--- Extract to read ---
--- start ---
American Life Insurance Co (K) Ltd vs David Oyatta [2004] KEHC 2511 (KLR) | Stay Of Proceedings | Esheria

American Life Insurance Co (K) Ltd vs David Oyatta [2004] KEHC 2511 (KLR)

Full Case Text

REPUBLIC OF KENYA

IN THE HIGH COURT OF KENYA AT NAIROBI CIVIL APPEAL NO 168 OF 2004

AMERICAN LIFE INSURANCE CO. (K) LTD …….….. APPELLANT

VERSUS

DAVID OYATTA ………………………..…………… RESPONDENT

RULING

This is an application under Order XLI Rule 4 of the Civil Procedure Rules (hereinafter referred to as “the Rules”). In it, the Appellant seeks to stay the proceedings in RMCC No 1329 of 2003 pending the hearing and determination of this appeal.

The matters leading to the application are straightforward. The Respondent filed the suit in the Lower Court seeking Judgment for Kshs.904,000/= against the Appellant. He also sought interest on that sum and costs. The Appellant entered appearance and filed defence to the action. Later, the Appellant applied to amend its defence. Its application was rejected by the Lower Court. The Appellant was aggrieved by the decision of the Lower Court and appealed to this court, hence this appeal. In the meantime, the Appellant filed an application in the Lower Court seeking the same order it now seeks before me. That application was also refused.
--- end ---
--- Material ---
--- start ---
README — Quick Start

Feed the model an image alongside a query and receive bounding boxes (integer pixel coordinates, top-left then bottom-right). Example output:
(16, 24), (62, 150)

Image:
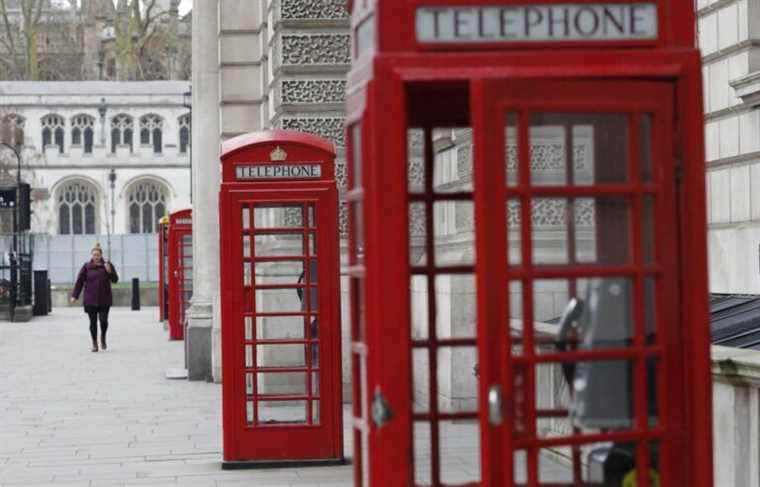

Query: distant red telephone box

(346, 0), (713, 487)
(157, 216), (169, 322)
(219, 130), (343, 468)
(168, 209), (193, 340)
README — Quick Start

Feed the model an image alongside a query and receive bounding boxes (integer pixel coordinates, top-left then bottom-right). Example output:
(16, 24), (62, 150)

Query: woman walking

(71, 243), (119, 352)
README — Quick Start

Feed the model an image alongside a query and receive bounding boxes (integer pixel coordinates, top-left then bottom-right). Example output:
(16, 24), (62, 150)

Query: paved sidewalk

(0, 308), (569, 487)
(0, 308), (352, 487)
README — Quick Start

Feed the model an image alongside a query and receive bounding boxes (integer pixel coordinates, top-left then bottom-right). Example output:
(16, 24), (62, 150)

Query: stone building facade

(0, 81), (191, 239)
(188, 0), (350, 386)
(697, 0), (760, 294)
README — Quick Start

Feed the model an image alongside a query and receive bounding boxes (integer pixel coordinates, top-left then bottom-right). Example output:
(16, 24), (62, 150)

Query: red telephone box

(157, 216), (169, 323)
(346, 0), (713, 487)
(219, 130), (343, 468)
(168, 209), (193, 340)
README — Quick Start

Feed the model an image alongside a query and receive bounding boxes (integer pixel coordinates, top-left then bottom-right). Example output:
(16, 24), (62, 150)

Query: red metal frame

(220, 130), (344, 468)
(168, 209), (193, 340)
(346, 0), (713, 487)
(156, 216), (169, 323)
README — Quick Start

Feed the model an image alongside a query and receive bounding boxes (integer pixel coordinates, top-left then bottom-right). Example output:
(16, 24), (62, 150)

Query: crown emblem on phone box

(269, 145), (288, 162)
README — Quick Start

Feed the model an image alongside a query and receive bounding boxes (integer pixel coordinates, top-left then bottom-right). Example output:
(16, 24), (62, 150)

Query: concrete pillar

(185, 0), (221, 381)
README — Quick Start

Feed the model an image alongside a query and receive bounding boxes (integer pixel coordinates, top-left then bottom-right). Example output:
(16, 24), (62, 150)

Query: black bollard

(32, 271), (50, 316)
(132, 277), (140, 311)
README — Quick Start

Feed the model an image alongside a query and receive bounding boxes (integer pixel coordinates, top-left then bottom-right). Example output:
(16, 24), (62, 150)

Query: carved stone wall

(282, 79), (346, 104)
(282, 34), (351, 65)
(280, 117), (345, 149)
(280, 0), (348, 20)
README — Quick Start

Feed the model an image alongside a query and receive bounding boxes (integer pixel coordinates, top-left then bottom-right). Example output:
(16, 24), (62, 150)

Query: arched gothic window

(127, 180), (169, 233)
(3, 113), (26, 129)
(179, 113), (193, 154)
(41, 114), (66, 154)
(111, 113), (135, 154)
(3, 113), (26, 145)
(140, 113), (164, 154)
(56, 180), (99, 235)
(71, 114), (95, 154)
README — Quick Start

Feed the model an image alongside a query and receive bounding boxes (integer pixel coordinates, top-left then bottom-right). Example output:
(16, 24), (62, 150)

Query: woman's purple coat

(71, 261), (119, 306)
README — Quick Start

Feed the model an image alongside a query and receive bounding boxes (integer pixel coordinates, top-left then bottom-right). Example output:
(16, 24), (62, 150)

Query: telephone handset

(556, 278), (633, 429)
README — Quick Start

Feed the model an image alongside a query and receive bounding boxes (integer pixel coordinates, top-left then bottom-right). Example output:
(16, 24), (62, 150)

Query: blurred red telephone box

(346, 0), (713, 487)
(168, 209), (193, 340)
(219, 130), (344, 468)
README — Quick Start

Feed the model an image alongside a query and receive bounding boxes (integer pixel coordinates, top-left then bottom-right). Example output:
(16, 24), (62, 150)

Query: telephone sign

(416, 3), (657, 43)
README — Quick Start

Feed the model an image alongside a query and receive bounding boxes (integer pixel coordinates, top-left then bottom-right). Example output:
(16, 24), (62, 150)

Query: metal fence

(17, 234), (158, 284)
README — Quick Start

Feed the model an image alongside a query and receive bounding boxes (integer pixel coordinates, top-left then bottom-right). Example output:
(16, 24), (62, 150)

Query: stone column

(185, 0), (221, 381)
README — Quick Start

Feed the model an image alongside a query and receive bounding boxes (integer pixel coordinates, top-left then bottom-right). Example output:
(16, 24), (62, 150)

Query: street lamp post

(0, 127), (24, 321)
(182, 86), (193, 204)
(108, 169), (116, 261)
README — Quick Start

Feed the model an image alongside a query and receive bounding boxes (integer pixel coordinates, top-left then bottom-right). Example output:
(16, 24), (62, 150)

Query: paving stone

(0, 308), (576, 487)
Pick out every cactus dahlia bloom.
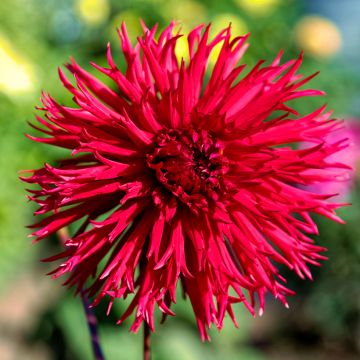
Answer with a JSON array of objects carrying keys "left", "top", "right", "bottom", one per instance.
[{"left": 23, "top": 24, "right": 346, "bottom": 339}]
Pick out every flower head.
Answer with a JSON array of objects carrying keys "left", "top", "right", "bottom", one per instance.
[{"left": 23, "top": 24, "right": 346, "bottom": 339}]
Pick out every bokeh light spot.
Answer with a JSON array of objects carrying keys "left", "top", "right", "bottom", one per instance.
[{"left": 295, "top": 15, "right": 342, "bottom": 57}]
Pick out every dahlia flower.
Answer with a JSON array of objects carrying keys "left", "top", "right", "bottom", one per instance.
[
  {"left": 301, "top": 119, "right": 360, "bottom": 201},
  {"left": 23, "top": 23, "right": 347, "bottom": 339}
]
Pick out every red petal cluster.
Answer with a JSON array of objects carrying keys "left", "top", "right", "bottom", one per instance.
[{"left": 23, "top": 24, "right": 346, "bottom": 339}]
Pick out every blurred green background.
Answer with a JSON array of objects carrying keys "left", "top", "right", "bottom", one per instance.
[{"left": 0, "top": 0, "right": 360, "bottom": 360}]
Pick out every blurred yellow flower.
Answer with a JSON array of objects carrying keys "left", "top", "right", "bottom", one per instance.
[
  {"left": 295, "top": 15, "right": 342, "bottom": 57},
  {"left": 0, "top": 37, "right": 33, "bottom": 94},
  {"left": 75, "top": 0, "right": 110, "bottom": 25},
  {"left": 160, "top": 0, "right": 207, "bottom": 27},
  {"left": 235, "top": 0, "right": 282, "bottom": 16},
  {"left": 209, "top": 14, "right": 248, "bottom": 66}
]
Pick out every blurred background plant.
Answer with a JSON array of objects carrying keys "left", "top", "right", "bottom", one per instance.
[{"left": 0, "top": 0, "right": 360, "bottom": 360}]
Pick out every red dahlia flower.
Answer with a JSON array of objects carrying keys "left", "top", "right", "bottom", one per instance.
[{"left": 23, "top": 24, "right": 346, "bottom": 339}]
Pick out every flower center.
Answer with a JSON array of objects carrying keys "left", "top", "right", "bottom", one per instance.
[{"left": 147, "top": 130, "right": 228, "bottom": 206}]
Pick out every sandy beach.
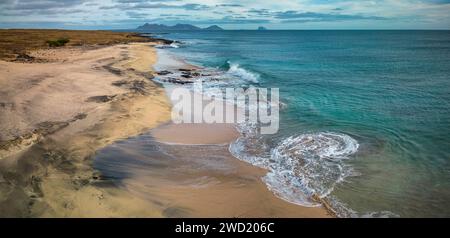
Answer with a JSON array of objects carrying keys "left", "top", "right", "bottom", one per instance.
[{"left": 0, "top": 31, "right": 330, "bottom": 217}]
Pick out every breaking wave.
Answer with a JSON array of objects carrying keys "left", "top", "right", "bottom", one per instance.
[
  {"left": 227, "top": 61, "right": 259, "bottom": 83},
  {"left": 230, "top": 128, "right": 359, "bottom": 206}
]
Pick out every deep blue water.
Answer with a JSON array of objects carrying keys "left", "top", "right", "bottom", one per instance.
[{"left": 146, "top": 31, "right": 450, "bottom": 217}]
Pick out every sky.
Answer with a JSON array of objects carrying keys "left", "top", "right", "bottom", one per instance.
[{"left": 0, "top": 0, "right": 450, "bottom": 29}]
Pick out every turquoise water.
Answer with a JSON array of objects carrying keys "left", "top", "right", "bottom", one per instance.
[{"left": 147, "top": 31, "right": 450, "bottom": 217}]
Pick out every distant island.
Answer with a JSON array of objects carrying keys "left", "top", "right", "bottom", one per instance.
[{"left": 136, "top": 23, "right": 223, "bottom": 31}]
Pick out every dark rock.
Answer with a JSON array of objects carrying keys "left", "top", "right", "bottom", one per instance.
[
  {"left": 112, "top": 80, "right": 128, "bottom": 87},
  {"left": 103, "top": 65, "right": 122, "bottom": 76},
  {"left": 164, "top": 78, "right": 194, "bottom": 84},
  {"left": 14, "top": 53, "right": 35, "bottom": 62},
  {"left": 74, "top": 113, "right": 87, "bottom": 120}
]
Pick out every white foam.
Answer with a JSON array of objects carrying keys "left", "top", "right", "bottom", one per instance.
[
  {"left": 227, "top": 61, "right": 259, "bottom": 83},
  {"left": 230, "top": 129, "right": 359, "bottom": 206}
]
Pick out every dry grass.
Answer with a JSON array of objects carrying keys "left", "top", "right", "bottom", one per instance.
[{"left": 0, "top": 29, "right": 152, "bottom": 61}]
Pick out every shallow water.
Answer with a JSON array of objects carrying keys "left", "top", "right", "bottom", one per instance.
[{"left": 118, "top": 31, "right": 450, "bottom": 217}]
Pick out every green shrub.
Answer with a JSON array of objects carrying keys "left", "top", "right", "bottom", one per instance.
[{"left": 47, "top": 38, "right": 69, "bottom": 47}]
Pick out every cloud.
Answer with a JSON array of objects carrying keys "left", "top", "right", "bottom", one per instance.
[
  {"left": 274, "top": 11, "right": 388, "bottom": 22},
  {"left": 100, "top": 0, "right": 211, "bottom": 11},
  {"left": 0, "top": 0, "right": 450, "bottom": 29}
]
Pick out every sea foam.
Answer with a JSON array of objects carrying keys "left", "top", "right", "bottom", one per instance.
[
  {"left": 230, "top": 128, "right": 359, "bottom": 206},
  {"left": 227, "top": 61, "right": 259, "bottom": 83}
]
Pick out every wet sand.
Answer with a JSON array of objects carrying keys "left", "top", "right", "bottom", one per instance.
[
  {"left": 0, "top": 43, "right": 170, "bottom": 217},
  {"left": 94, "top": 50, "right": 332, "bottom": 217},
  {"left": 0, "top": 39, "right": 329, "bottom": 217}
]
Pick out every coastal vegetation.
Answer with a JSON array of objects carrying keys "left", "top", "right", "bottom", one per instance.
[
  {"left": 47, "top": 38, "right": 70, "bottom": 47},
  {"left": 0, "top": 29, "right": 152, "bottom": 61}
]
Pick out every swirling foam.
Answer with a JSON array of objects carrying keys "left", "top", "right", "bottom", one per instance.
[
  {"left": 227, "top": 61, "right": 259, "bottom": 83},
  {"left": 230, "top": 132, "right": 359, "bottom": 206}
]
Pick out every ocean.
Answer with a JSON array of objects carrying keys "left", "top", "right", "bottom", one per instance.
[{"left": 113, "top": 30, "right": 450, "bottom": 217}]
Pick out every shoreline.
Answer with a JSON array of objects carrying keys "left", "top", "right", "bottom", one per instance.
[
  {"left": 96, "top": 47, "right": 334, "bottom": 217},
  {"left": 0, "top": 31, "right": 330, "bottom": 217},
  {"left": 0, "top": 39, "right": 170, "bottom": 217}
]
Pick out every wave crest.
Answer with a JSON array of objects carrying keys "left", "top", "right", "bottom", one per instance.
[
  {"left": 230, "top": 132, "right": 359, "bottom": 206},
  {"left": 227, "top": 61, "right": 259, "bottom": 83}
]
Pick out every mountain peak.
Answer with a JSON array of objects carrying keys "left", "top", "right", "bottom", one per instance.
[
  {"left": 203, "top": 25, "right": 223, "bottom": 31},
  {"left": 136, "top": 23, "right": 223, "bottom": 31}
]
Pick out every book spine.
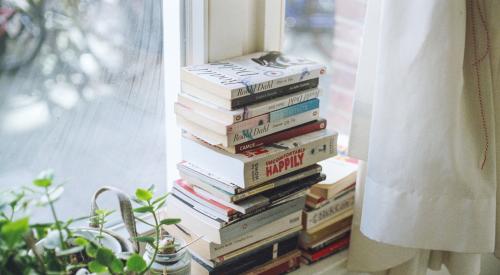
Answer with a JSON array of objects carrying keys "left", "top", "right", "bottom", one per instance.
[
  {"left": 299, "top": 216, "right": 352, "bottom": 248},
  {"left": 269, "top": 98, "right": 319, "bottom": 122},
  {"left": 244, "top": 134, "right": 337, "bottom": 187},
  {"left": 210, "top": 211, "right": 302, "bottom": 259},
  {"left": 245, "top": 250, "right": 301, "bottom": 275},
  {"left": 226, "top": 114, "right": 271, "bottom": 133},
  {"left": 304, "top": 191, "right": 354, "bottom": 230},
  {"left": 242, "top": 88, "right": 320, "bottom": 119},
  {"left": 220, "top": 196, "right": 305, "bottom": 243},
  {"left": 231, "top": 78, "right": 319, "bottom": 110},
  {"left": 177, "top": 161, "right": 241, "bottom": 194},
  {"left": 308, "top": 236, "right": 349, "bottom": 263},
  {"left": 226, "top": 99, "right": 319, "bottom": 133},
  {"left": 227, "top": 109, "right": 319, "bottom": 146},
  {"left": 234, "top": 119, "right": 326, "bottom": 154},
  {"left": 231, "top": 68, "right": 323, "bottom": 100}
]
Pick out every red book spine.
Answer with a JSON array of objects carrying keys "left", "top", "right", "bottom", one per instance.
[
  {"left": 311, "top": 236, "right": 350, "bottom": 262},
  {"left": 258, "top": 256, "right": 300, "bottom": 275},
  {"left": 235, "top": 119, "right": 326, "bottom": 154},
  {"left": 175, "top": 179, "right": 236, "bottom": 216}
]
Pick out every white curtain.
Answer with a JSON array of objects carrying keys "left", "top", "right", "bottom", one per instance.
[{"left": 348, "top": 0, "right": 500, "bottom": 275}]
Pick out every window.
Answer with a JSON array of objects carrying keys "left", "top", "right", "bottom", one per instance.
[
  {"left": 0, "top": 0, "right": 166, "bottom": 224},
  {"left": 283, "top": 0, "right": 366, "bottom": 135}
]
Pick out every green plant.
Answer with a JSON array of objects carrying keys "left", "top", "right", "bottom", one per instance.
[
  {"left": 134, "top": 186, "right": 180, "bottom": 274},
  {"left": 0, "top": 171, "right": 179, "bottom": 275}
]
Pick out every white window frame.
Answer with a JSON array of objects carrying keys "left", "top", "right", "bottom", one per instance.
[{"left": 163, "top": 0, "right": 285, "bottom": 190}]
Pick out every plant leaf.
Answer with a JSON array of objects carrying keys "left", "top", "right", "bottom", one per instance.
[
  {"left": 89, "top": 261, "right": 108, "bottom": 273},
  {"left": 160, "top": 219, "right": 181, "bottom": 225},
  {"left": 134, "top": 206, "right": 154, "bottom": 213},
  {"left": 95, "top": 247, "right": 116, "bottom": 266},
  {"left": 33, "top": 170, "right": 54, "bottom": 187},
  {"left": 135, "top": 188, "right": 153, "bottom": 201},
  {"left": 127, "top": 254, "right": 147, "bottom": 272},
  {"left": 85, "top": 246, "right": 97, "bottom": 258},
  {"left": 1, "top": 217, "right": 29, "bottom": 247},
  {"left": 134, "top": 236, "right": 155, "bottom": 244},
  {"left": 33, "top": 179, "right": 52, "bottom": 187},
  {"left": 155, "top": 200, "right": 167, "bottom": 211},
  {"left": 108, "top": 258, "right": 124, "bottom": 274},
  {"left": 151, "top": 193, "right": 168, "bottom": 205},
  {"left": 73, "top": 237, "right": 89, "bottom": 246}
]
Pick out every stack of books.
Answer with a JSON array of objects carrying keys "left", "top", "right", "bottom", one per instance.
[
  {"left": 166, "top": 52, "right": 338, "bottom": 274},
  {"left": 299, "top": 157, "right": 357, "bottom": 264}
]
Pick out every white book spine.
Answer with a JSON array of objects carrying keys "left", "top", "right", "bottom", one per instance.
[
  {"left": 304, "top": 191, "right": 354, "bottom": 230},
  {"left": 244, "top": 132, "right": 337, "bottom": 188},
  {"left": 231, "top": 67, "right": 323, "bottom": 99},
  {"left": 226, "top": 108, "right": 319, "bottom": 147},
  {"left": 242, "top": 88, "right": 320, "bottom": 119},
  {"left": 210, "top": 211, "right": 302, "bottom": 259},
  {"left": 219, "top": 194, "right": 306, "bottom": 243}
]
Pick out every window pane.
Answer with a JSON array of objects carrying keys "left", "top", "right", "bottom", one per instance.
[
  {"left": 284, "top": 0, "right": 366, "bottom": 134},
  {"left": 0, "top": 0, "right": 166, "bottom": 224}
]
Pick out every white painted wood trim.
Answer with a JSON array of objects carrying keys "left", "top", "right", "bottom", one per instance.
[
  {"left": 184, "top": 0, "right": 209, "bottom": 65},
  {"left": 264, "top": 0, "right": 286, "bottom": 51},
  {"left": 163, "top": 0, "right": 184, "bottom": 190}
]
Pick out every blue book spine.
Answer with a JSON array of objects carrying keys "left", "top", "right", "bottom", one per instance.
[{"left": 269, "top": 98, "right": 319, "bottom": 122}]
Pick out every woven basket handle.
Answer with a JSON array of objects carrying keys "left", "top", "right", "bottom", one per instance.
[{"left": 90, "top": 186, "right": 139, "bottom": 252}]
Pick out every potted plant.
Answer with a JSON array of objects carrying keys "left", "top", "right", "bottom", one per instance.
[{"left": 0, "top": 172, "right": 184, "bottom": 275}]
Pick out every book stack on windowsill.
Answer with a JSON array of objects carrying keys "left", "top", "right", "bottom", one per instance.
[
  {"left": 166, "top": 52, "right": 337, "bottom": 274},
  {"left": 299, "top": 156, "right": 357, "bottom": 264}
]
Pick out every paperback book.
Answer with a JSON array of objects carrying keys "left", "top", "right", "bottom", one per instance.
[
  {"left": 181, "top": 130, "right": 337, "bottom": 188},
  {"left": 181, "top": 52, "right": 325, "bottom": 109},
  {"left": 177, "top": 88, "right": 320, "bottom": 125},
  {"left": 176, "top": 108, "right": 319, "bottom": 147}
]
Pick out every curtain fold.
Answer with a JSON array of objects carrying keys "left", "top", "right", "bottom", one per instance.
[{"left": 348, "top": 0, "right": 500, "bottom": 275}]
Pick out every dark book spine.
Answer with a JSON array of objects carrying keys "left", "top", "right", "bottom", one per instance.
[
  {"left": 234, "top": 119, "right": 326, "bottom": 154},
  {"left": 307, "top": 236, "right": 349, "bottom": 263},
  {"left": 216, "top": 235, "right": 298, "bottom": 275},
  {"left": 231, "top": 78, "right": 319, "bottom": 110},
  {"left": 263, "top": 174, "right": 326, "bottom": 203}
]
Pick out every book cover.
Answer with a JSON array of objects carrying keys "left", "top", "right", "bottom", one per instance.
[
  {"left": 174, "top": 98, "right": 319, "bottom": 135},
  {"left": 244, "top": 250, "right": 301, "bottom": 275},
  {"left": 181, "top": 52, "right": 326, "bottom": 102},
  {"left": 165, "top": 212, "right": 302, "bottom": 260},
  {"left": 194, "top": 174, "right": 325, "bottom": 214},
  {"left": 166, "top": 196, "right": 305, "bottom": 244},
  {"left": 220, "top": 119, "right": 326, "bottom": 154},
  {"left": 311, "top": 156, "right": 358, "bottom": 199},
  {"left": 184, "top": 164, "right": 321, "bottom": 203},
  {"left": 176, "top": 108, "right": 319, "bottom": 147},
  {"left": 181, "top": 130, "right": 337, "bottom": 188},
  {"left": 192, "top": 235, "right": 297, "bottom": 274},
  {"left": 302, "top": 235, "right": 350, "bottom": 264},
  {"left": 303, "top": 190, "right": 354, "bottom": 230},
  {"left": 300, "top": 212, "right": 352, "bottom": 247}
]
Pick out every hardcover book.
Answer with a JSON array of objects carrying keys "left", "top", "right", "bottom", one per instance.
[
  {"left": 244, "top": 250, "right": 301, "bottom": 275},
  {"left": 192, "top": 235, "right": 297, "bottom": 275},
  {"left": 174, "top": 98, "right": 319, "bottom": 136},
  {"left": 219, "top": 119, "right": 326, "bottom": 154},
  {"left": 176, "top": 108, "right": 319, "bottom": 147},
  {"left": 302, "top": 235, "right": 350, "bottom": 264},
  {"left": 182, "top": 164, "right": 321, "bottom": 203},
  {"left": 181, "top": 130, "right": 337, "bottom": 188},
  {"left": 303, "top": 190, "right": 354, "bottom": 230},
  {"left": 165, "top": 212, "right": 302, "bottom": 260},
  {"left": 190, "top": 175, "right": 325, "bottom": 214},
  {"left": 181, "top": 52, "right": 325, "bottom": 109},
  {"left": 177, "top": 88, "right": 320, "bottom": 125},
  {"left": 310, "top": 157, "right": 358, "bottom": 199},
  {"left": 166, "top": 196, "right": 305, "bottom": 243}
]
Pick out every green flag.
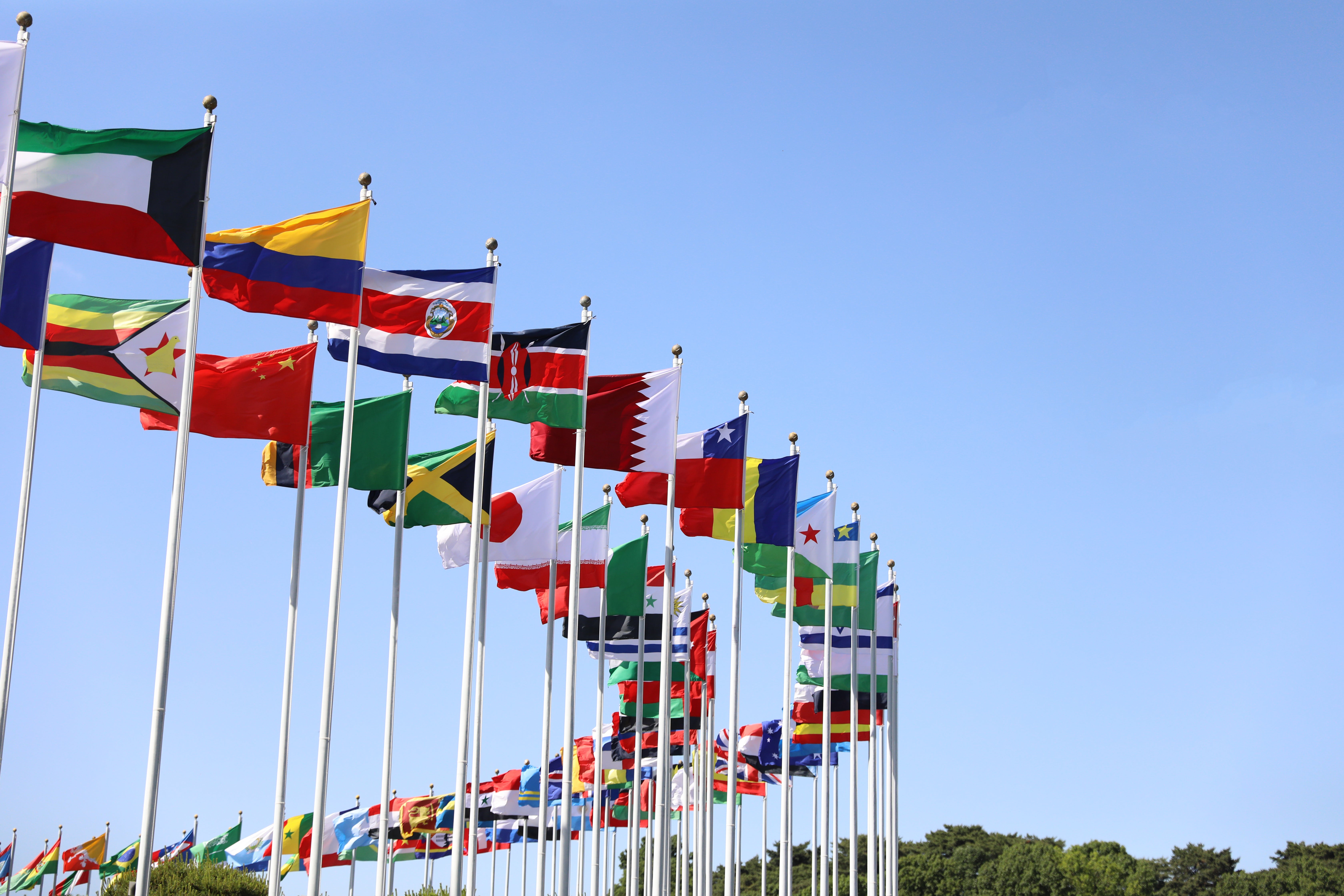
--- end ---
--- To do ---
Can you rewrite the part of the ruling above that opens with the words containing "This is an application" and closes with "was also refused.", swapping "Lower Court" for "trial court"?

--- Exercise response ---
This is an application under Order XLI Rule 4 of the Civil Procedure Rules (hereinafter referred to as “the Rules”). In it, the Appellant seeks to stay the proceedings in RMCC No 1329 of 2003 pending the hearing and determination of this appeal.

The matters leading to the application are straightforward. The Respondent filed the suit in the trial court seeking Judgment for Kshs.904,000/= against the Appellant. He also sought interest on that sum and costs. The Appellant entered appearance and filed defence to the action. Later, the Appellant applied to amend its defence. Its application was rejected by the trial court. The Appellant was aggrieved by the decision of the trial court and appealed to this court, hence this appeal. In the meantime, the Appellant filed an application in the trial court seeking the same order it now seeks before me. That application was also refused.